**TO DO**
Please retype the lines of the entries below, from the line containing "If you could point at the boat gunwale" through the end of the entries.

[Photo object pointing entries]
****************************************
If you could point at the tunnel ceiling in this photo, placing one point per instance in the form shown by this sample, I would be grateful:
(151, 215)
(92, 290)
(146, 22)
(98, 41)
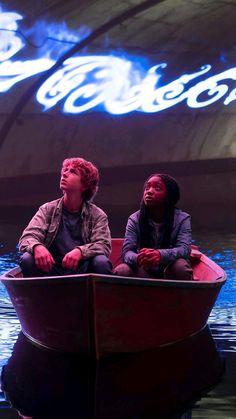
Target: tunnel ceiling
(185, 34)
(199, 27)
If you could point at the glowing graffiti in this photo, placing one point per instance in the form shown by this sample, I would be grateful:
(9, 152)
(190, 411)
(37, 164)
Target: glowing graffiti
(116, 84)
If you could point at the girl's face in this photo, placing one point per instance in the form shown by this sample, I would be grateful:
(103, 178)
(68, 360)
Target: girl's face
(155, 192)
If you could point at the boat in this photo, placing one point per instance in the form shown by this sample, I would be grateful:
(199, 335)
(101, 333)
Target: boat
(158, 383)
(101, 315)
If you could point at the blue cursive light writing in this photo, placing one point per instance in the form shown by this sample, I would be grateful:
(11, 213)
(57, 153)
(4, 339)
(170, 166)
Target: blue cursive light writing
(114, 84)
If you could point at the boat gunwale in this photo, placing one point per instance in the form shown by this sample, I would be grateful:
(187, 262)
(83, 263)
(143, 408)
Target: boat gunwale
****************************************
**ANSWER IN FULL**
If you could point at the boat gunwale in this photo, placing one point per instance in the form shown by this sample, I would be grateful:
(187, 262)
(83, 263)
(143, 408)
Target: boat gunwale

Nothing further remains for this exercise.